━━━━━ INFORMATION SHOWN ━━━━━

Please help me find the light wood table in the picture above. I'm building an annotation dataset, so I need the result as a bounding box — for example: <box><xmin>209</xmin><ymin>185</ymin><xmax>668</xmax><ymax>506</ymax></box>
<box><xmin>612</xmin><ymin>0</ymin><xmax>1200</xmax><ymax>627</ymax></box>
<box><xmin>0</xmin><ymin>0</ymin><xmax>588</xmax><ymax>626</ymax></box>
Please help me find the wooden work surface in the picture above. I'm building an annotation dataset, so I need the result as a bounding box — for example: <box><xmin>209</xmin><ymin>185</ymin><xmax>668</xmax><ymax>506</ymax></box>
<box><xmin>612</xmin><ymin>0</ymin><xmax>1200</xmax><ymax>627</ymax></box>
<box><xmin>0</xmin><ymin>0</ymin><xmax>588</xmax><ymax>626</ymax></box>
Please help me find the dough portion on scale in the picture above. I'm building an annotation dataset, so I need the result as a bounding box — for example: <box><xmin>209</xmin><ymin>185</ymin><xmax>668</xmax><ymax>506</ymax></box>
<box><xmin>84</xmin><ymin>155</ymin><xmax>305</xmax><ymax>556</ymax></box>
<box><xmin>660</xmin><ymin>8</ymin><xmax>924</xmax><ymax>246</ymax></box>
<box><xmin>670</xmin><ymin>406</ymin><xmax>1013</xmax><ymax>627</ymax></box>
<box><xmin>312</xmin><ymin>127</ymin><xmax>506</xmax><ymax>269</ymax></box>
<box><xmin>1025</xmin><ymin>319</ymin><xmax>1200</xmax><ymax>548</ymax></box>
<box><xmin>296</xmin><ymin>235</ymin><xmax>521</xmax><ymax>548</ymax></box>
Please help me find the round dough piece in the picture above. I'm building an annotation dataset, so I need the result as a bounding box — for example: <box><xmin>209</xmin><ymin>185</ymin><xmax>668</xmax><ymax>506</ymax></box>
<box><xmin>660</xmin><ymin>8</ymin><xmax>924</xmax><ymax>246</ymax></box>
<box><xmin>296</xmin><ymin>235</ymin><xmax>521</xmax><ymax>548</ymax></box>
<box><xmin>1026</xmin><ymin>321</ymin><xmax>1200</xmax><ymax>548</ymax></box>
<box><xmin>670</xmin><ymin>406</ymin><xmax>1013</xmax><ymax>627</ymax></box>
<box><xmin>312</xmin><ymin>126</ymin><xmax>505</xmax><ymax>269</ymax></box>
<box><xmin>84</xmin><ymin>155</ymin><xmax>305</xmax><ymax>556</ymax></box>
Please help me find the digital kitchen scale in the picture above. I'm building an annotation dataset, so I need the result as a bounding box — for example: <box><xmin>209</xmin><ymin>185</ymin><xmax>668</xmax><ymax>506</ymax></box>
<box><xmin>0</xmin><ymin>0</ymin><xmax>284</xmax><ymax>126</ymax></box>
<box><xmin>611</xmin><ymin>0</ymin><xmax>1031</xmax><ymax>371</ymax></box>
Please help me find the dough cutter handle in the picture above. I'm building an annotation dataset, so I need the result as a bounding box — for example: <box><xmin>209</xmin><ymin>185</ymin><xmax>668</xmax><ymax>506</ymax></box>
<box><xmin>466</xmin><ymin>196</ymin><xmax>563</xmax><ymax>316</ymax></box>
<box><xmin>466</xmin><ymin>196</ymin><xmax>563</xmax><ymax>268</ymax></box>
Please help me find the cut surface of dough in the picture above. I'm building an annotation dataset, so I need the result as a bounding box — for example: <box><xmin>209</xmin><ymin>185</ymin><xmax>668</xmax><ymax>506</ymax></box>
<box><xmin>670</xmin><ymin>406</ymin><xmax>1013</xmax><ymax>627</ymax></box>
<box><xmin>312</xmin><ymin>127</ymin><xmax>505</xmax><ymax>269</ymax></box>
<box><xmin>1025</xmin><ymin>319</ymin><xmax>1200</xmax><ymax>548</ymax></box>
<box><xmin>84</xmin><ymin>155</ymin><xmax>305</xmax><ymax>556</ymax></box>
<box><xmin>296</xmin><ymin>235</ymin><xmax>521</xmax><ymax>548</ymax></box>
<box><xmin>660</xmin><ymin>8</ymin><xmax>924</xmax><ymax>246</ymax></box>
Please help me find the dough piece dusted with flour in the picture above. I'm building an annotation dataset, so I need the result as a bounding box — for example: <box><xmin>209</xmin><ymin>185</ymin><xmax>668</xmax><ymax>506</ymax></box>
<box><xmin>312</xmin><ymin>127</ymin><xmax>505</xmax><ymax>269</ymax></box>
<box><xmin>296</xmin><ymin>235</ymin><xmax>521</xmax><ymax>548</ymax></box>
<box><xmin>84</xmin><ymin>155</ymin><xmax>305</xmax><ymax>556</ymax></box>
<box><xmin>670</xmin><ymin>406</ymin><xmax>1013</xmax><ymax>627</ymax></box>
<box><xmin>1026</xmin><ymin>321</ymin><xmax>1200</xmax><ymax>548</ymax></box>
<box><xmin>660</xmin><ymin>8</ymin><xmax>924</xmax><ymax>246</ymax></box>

━━━━━

• _SHORT TASK_: Reproduce the records in full, exactly as written.

• _RESPONSE FOR THIS EXERCISE_:
Please help me find the light wood table in the picture above. I'm building an annotation dataset, so I need the result as a bounding box — for example: <box><xmin>209</xmin><ymin>185</ymin><xmax>668</xmax><ymax>506</ymax></box>
<box><xmin>612</xmin><ymin>0</ymin><xmax>1200</xmax><ymax>627</ymax></box>
<box><xmin>0</xmin><ymin>0</ymin><xmax>588</xmax><ymax>626</ymax></box>
Please help me find the wooden work surface in the picture above. I'm building an annotation dataset, so I need the result as a bounding box — for example: <box><xmin>209</xmin><ymin>185</ymin><xmax>668</xmax><ymax>506</ymax></box>
<box><xmin>612</xmin><ymin>0</ymin><xmax>1200</xmax><ymax>627</ymax></box>
<box><xmin>0</xmin><ymin>0</ymin><xmax>588</xmax><ymax>626</ymax></box>
Please help me find the dough portion on scale in the picture above. I'm building an annotation dataset, so I need the result as a bounding box — for example: <box><xmin>209</xmin><ymin>185</ymin><xmax>668</xmax><ymax>506</ymax></box>
<box><xmin>84</xmin><ymin>155</ymin><xmax>305</xmax><ymax>556</ymax></box>
<box><xmin>660</xmin><ymin>8</ymin><xmax>924</xmax><ymax>246</ymax></box>
<box><xmin>670</xmin><ymin>406</ymin><xmax>1013</xmax><ymax>627</ymax></box>
<box><xmin>312</xmin><ymin>127</ymin><xmax>506</xmax><ymax>269</ymax></box>
<box><xmin>1025</xmin><ymin>319</ymin><xmax>1200</xmax><ymax>548</ymax></box>
<box><xmin>296</xmin><ymin>235</ymin><xmax>521</xmax><ymax>548</ymax></box>
Please help me find the round dough piece in the picture above. I'm building an annotation dataset, so I need the result as a bounding box — for example: <box><xmin>209</xmin><ymin>185</ymin><xmax>668</xmax><ymax>506</ymax></box>
<box><xmin>660</xmin><ymin>8</ymin><xmax>924</xmax><ymax>246</ymax></box>
<box><xmin>296</xmin><ymin>235</ymin><xmax>521</xmax><ymax>548</ymax></box>
<box><xmin>1026</xmin><ymin>321</ymin><xmax>1200</xmax><ymax>548</ymax></box>
<box><xmin>670</xmin><ymin>406</ymin><xmax>1013</xmax><ymax>627</ymax></box>
<box><xmin>312</xmin><ymin>126</ymin><xmax>505</xmax><ymax>269</ymax></box>
<box><xmin>84</xmin><ymin>155</ymin><xmax>305</xmax><ymax>556</ymax></box>
Please help me find the digital kitchen scale in the picture above. I'm building an annotation dataset, so I need the result as a bounding box — for example: <box><xmin>209</xmin><ymin>185</ymin><xmax>668</xmax><ymax>506</ymax></box>
<box><xmin>0</xmin><ymin>0</ymin><xmax>284</xmax><ymax>126</ymax></box>
<box><xmin>611</xmin><ymin>0</ymin><xmax>1031</xmax><ymax>371</ymax></box>
Please help me find the dough cutter handle in the picture above. I'm building an annotation dataset, so I need the result as a bounding box — for example: <box><xmin>209</xmin><ymin>185</ymin><xmax>668</xmax><ymax>506</ymax></box>
<box><xmin>466</xmin><ymin>196</ymin><xmax>563</xmax><ymax>316</ymax></box>
<box><xmin>466</xmin><ymin>196</ymin><xmax>563</xmax><ymax>268</ymax></box>
Please help me find the cut surface of dough in the picture above. I'm building an annotation dataset, so I need the result as a bounding box — for example: <box><xmin>209</xmin><ymin>185</ymin><xmax>668</xmax><ymax>506</ymax></box>
<box><xmin>670</xmin><ymin>406</ymin><xmax>1013</xmax><ymax>627</ymax></box>
<box><xmin>312</xmin><ymin>127</ymin><xmax>505</xmax><ymax>269</ymax></box>
<box><xmin>1025</xmin><ymin>319</ymin><xmax>1200</xmax><ymax>548</ymax></box>
<box><xmin>84</xmin><ymin>155</ymin><xmax>305</xmax><ymax>556</ymax></box>
<box><xmin>296</xmin><ymin>235</ymin><xmax>521</xmax><ymax>548</ymax></box>
<box><xmin>660</xmin><ymin>8</ymin><xmax>924</xmax><ymax>246</ymax></box>
Please help me find the dough piece dusted with flour in the picture above. I'm building an annotation dataset, so I need the result as a bounding box — for example: <box><xmin>209</xmin><ymin>185</ymin><xmax>668</xmax><ymax>506</ymax></box>
<box><xmin>312</xmin><ymin>127</ymin><xmax>505</xmax><ymax>269</ymax></box>
<box><xmin>296</xmin><ymin>235</ymin><xmax>521</xmax><ymax>548</ymax></box>
<box><xmin>84</xmin><ymin>155</ymin><xmax>305</xmax><ymax>556</ymax></box>
<box><xmin>670</xmin><ymin>406</ymin><xmax>1013</xmax><ymax>627</ymax></box>
<box><xmin>1026</xmin><ymin>321</ymin><xmax>1200</xmax><ymax>548</ymax></box>
<box><xmin>660</xmin><ymin>8</ymin><xmax>924</xmax><ymax>246</ymax></box>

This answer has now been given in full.